INSTRUCTIONS TO FOLLOW:
From the qubit passage, return word for word the span between "To access the" and "second $\pi/2$ rotation.", inclusive.

TEXT PROVIDED:
────────────────────────────────────────

Without the interaction between the qubit and memory cavity, the Hamiltonian of the just the qubit would look like $\mathcal{H}_{q} = \omega_q \left|e\right\rangle \left\langle e \right|$ , where $\omega_q$ is the transition frequency of the qubit. When we add in the interaction the full Hamiltonian can be expressed as $\mathcal{H}_{\mathrm{total}} = \mathcal{H}_{q} + \mathcal{H}_{qm} = (\omega_q - \chi m^{\dagger}m )\left|e\right\rangle \left\langle e \right|$ . The combination $m^{\dagger}m$ is the operator version of the number of photons, n, in the memory cavity. By comparing the total Hamiltonian with the one of just the qubit, we see that the effect of the interaction is to modify the transition frequency of the qubit (represented by everything before the $\left|e\right\rangle \left\langle e \right|$ ). So now, the qubit transition frequency is dependent on the number of photons in the memory cavity ( $n = m^{\dagger}m$ ). For every additional photon in the memory cavity, the qubit transition frequency shifts by $\chi$ .

To access the memory cavity photon number requires multiple similar, but subtly slightly different measurements, all relying on the interaction that causes a qubit frequency shift proportional to the number of memory photons. In each measurement, the authors entangle the cavity state with that of the qubit. This is done by placing the qubit in a superposition state $\frac{1}{\sqrt{2}} (\left|g\right\rangle + \left|e\right\rangle)$ using a $\pi/2$ rotation about the x-axis and allowing it to interact with the memory cavity state, according to Equation 2, for a carefully chosen time. During this interaction time, $\tau$ , the qubit state acquires a phase that is proportional to the number of photons, $n$ , in the cavity at a rate of $\chi$ . The total phase acquired is $\phi = n \chi \tau$ . The qubit is then projected back onto the z-axis using a second $\pi/2$ rotation.

In the first measurement, the goal is to distinguish between even and odd photon numbers, 0/2 or 1/3, the 0^th bit of information. The interaction time is chosen to be $\tau_0 = \frac{2 \pi}{2 \chi}$ so that when the photon number is even the phase acquired is an even multiple of $\pi$ and when the photon number is odd the phase acquired is an odd multiple of $\pi$ . The second $\pi/2$ rotation is performed around the -x-axis, rotated by $\pi$ relative to the original axis. If there are an even number of photons in the memory (0 or 2), the second $\pi/2$ rotation just undoes the first one since the qubit superposition phase is $\phi = l\pi$ with $l =0, 2$ . Since the qubit state remains $\frac{1}{\sqrt{2}} (\left|g\right\rangle + e^{il\pi} \left|e\right\rangle) = \frac{1}{\sqrt{2}} (\left|g\right\rangle + \left|e\right\rangle)$ after the interaction, the qubit ends up back in the ground state. If there are an odd number of photons in the memory (1 or 3), the qubit phase is $\phi = m\pi$ , $m=1, 3$ . The qubit state is $\frac{1}{\sqrt{2}} (\left|g\right\rangle + e^{im\pi} \left|e\right\rangle) = \frac{1}{\sqrt{2}} (\left|g\right\rangle - \left|e\right\rangle)$ . The second $\pi/2$ rotation acts in concert with the first, combining to form a $\pi$ pulse, which takes the qubit to its excited state.

────────────────────────────────────────

DATA PROVIDED:
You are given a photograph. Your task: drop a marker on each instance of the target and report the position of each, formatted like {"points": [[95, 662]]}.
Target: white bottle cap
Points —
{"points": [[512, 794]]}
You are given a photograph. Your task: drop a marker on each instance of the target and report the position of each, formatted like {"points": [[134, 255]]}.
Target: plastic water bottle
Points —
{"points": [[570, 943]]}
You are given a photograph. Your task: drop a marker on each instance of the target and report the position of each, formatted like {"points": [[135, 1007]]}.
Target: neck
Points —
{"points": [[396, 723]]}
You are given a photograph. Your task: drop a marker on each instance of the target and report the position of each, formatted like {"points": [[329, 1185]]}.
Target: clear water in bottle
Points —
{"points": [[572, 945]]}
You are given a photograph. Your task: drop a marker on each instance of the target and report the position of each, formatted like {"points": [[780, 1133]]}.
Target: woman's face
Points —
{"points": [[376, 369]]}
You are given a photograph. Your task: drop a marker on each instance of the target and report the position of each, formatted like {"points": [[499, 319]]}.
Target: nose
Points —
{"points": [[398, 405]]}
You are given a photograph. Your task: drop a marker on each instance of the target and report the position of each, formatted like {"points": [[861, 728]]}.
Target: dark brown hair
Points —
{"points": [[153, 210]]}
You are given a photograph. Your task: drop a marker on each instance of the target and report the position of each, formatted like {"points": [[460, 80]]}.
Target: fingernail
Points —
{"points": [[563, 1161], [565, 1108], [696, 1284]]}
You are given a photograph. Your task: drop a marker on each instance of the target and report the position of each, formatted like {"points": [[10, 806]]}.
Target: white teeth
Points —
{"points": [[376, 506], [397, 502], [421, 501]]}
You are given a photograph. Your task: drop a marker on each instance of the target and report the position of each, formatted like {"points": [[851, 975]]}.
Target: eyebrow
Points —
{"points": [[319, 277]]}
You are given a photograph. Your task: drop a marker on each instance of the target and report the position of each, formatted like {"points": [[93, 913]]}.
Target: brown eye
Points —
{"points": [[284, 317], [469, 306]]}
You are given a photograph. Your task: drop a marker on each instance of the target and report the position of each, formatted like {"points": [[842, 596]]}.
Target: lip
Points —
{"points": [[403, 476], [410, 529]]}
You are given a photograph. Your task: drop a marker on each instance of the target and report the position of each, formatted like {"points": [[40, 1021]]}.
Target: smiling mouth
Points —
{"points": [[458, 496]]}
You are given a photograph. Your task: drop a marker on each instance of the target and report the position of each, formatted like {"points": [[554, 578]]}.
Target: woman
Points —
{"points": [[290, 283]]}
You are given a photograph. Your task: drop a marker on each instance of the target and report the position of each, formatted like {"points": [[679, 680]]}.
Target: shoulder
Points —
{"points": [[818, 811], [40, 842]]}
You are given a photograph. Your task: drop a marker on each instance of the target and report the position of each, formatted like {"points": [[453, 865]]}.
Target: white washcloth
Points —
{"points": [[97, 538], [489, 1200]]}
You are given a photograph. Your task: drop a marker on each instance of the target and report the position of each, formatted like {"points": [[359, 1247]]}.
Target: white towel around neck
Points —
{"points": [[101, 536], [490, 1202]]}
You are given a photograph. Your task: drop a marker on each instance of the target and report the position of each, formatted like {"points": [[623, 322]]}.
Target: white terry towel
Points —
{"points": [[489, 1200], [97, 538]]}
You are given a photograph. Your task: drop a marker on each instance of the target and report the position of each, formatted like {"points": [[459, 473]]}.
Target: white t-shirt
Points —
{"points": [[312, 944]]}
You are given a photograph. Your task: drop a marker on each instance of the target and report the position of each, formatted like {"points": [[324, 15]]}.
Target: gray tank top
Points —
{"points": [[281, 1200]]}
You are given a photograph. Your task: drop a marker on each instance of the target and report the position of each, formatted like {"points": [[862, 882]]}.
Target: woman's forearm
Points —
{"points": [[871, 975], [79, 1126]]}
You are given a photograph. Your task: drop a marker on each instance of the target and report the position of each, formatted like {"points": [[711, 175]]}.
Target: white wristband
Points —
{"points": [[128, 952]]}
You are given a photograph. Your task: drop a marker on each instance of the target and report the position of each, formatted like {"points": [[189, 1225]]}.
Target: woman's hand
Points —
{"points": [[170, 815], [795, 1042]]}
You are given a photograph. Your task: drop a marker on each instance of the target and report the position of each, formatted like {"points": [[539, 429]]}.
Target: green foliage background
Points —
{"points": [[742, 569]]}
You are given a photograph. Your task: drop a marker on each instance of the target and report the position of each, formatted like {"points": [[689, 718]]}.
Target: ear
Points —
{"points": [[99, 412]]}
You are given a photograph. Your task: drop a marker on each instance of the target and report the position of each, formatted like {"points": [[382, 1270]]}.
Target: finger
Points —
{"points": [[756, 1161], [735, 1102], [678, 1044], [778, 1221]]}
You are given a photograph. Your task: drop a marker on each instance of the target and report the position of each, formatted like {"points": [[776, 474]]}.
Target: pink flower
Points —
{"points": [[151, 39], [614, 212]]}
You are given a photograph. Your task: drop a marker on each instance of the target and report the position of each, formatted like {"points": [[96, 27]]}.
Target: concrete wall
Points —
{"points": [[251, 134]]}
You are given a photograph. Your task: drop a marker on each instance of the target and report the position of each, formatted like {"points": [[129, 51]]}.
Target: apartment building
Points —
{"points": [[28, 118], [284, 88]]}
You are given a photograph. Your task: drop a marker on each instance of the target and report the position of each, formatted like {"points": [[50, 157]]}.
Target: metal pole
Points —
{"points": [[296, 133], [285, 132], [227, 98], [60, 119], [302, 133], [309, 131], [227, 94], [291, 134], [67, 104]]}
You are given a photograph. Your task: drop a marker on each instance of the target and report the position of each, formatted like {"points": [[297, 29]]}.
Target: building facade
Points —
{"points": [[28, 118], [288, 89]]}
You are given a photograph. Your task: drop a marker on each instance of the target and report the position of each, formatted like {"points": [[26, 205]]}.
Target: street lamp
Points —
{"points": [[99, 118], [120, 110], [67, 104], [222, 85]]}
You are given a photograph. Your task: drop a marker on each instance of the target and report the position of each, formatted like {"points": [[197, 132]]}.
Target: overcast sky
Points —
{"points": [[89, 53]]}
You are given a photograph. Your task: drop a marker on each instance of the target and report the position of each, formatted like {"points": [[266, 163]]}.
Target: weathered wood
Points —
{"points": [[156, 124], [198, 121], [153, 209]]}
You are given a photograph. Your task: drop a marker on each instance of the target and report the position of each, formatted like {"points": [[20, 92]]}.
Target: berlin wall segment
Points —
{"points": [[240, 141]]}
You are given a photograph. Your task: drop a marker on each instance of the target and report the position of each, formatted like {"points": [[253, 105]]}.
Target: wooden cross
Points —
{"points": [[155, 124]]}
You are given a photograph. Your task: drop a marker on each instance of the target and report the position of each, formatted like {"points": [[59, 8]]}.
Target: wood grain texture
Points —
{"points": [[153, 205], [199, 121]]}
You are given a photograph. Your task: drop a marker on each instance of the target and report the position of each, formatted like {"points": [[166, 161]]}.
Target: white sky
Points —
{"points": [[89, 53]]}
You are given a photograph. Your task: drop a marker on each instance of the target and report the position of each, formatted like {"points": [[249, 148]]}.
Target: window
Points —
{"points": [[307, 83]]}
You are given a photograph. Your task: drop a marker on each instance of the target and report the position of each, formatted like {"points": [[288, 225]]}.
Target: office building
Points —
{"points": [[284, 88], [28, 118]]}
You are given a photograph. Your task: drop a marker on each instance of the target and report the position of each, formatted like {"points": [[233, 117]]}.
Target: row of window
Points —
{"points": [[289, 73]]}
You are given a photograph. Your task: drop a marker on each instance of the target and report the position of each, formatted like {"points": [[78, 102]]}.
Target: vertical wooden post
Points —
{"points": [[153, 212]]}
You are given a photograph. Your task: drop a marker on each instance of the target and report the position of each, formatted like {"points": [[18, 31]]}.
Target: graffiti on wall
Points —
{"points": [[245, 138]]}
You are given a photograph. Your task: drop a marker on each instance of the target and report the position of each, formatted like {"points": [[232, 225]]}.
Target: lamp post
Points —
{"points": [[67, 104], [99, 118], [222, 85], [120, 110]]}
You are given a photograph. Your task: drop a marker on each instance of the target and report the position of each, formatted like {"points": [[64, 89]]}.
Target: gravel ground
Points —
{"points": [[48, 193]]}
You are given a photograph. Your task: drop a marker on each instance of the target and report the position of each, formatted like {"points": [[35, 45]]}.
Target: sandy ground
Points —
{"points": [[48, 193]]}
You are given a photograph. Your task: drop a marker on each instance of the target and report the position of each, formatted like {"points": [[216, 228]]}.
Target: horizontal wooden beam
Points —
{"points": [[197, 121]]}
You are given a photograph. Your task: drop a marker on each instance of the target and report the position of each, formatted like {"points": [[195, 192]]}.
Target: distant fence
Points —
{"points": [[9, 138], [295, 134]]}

────────────────────────────────────────

OUTPUT BELOW:
To access the memory cavity photon number requires multiple similar, but subtly slightly different measurements, all relying on the interaction that causes a qubit frequency shift proportional to the number of memory photons. In each measurement, the authors entangle the cavity state with that of the qubit. This is done by placing the qubit in a superposition state $\frac{1}{\sqrt{2}} (\left|g\right\rangle + \left|e\right\rangle)$ using a $\pi/2$ rotation about the x-axis and allowing it to interact with the memory cavity state, according to Equation 2, for a carefully chosen time. During this interaction time, $\tau$ , the qubit state acquires a phase that is proportional to the number of photons, $n$ , in the cavity at a rate of $\chi$ . The total phase acquired is $\phi = n \chi \tau$ . The qubit is then projected back onto the z-axis using a second $\pi/2$ rotation.